• CONSEGNA DELL'ESERCIZIO
Rispondi brevemente alle seguenti domande sulla recensione.
1. Quale attrice è al centro della scena nello spettacolo?
2. In quale teatro va in scena lo spettacolo?
3. In quale anno è nato il collettivo CRiB?

• TESTO DI RIFERIMENTO

<<<<

Recensione: “U* Quale teatro ci identifica”

Quando ormai lo spettacolo volge al termine, disseminati sull’assito biondo giacciono piccoli mucchietti d’abiti, abbandonati ognuno a se stesso come crisalidi dopo la metamorfosi. Nessuna farfalla però al centro della scena, nessuna figura compiuta, bensì un* performer (la convincente Beatrice Fedi), insieme esploratore, viaggiatore nel tempo e nello spazio, una guida sulle tracce di identità fluide che, tra realtà biografica e finzione, riguardano tanto lei quanto il pubblico.

Al Teatro Sociale di Gualtieri – meraviglia ritrovata della bassa emiliana, teatro all’italiana capovolto da mozzare il fiato – va in scena U* – Storia di un’identità fluida, prima nazionale e debutto assoluto per il collettivo CRiB, all’interno della quinta edizione di DU30. Il collettivo, nato nel 2017 dall’incontro tra l’attrice Beatrice Fedi, Carolina Ciuti, curatrice e storica dell’arte, e il regista Roberto Di Maio, si confronta con le questioni di genere a partire da un fatto di cronaca epocale: il primo caso al mondo di riconoscimento di un bambino quale gender undetermined, non appartenente cioè alla classificazione tradizionale maschile/femminile. Una vicenda esemplare da cui scaturisce innanzitutto il lavoro di ricerca della compagnia, a partire dai fattori e dai condizionamenti alla base dell’identificazione individuale e collettiva con determinati modelli sociali e culturali nella definizione del genere e della sessualità.

>>>>

• ELENCO DEI RECORD

<<<<

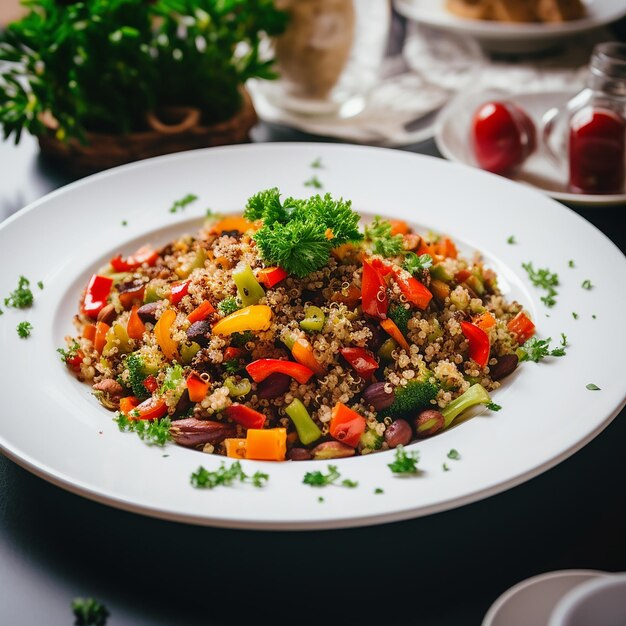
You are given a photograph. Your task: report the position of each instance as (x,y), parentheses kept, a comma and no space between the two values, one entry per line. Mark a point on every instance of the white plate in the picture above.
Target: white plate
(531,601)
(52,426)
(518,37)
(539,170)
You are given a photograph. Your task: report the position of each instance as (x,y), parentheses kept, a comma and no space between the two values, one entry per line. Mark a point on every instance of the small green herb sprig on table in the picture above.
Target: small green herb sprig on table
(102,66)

>>>>
<<<<

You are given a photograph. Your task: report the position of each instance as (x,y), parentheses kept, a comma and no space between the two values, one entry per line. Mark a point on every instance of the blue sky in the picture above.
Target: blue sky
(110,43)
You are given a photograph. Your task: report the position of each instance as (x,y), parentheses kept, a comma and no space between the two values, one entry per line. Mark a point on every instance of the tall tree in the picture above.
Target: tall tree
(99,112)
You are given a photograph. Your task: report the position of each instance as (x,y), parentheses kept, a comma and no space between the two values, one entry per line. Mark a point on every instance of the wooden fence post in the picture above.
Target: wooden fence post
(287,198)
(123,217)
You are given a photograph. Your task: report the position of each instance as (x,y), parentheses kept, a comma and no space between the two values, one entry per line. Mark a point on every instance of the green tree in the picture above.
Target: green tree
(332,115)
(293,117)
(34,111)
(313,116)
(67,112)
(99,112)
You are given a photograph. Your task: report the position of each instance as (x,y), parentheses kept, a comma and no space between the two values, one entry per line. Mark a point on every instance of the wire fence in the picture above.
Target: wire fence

>>>>

• SOLUZIONE SCRITTA
1. Beatrice Fedi.
2. Al Teatro Sociale di Gualtieri.
3. Nel 2017.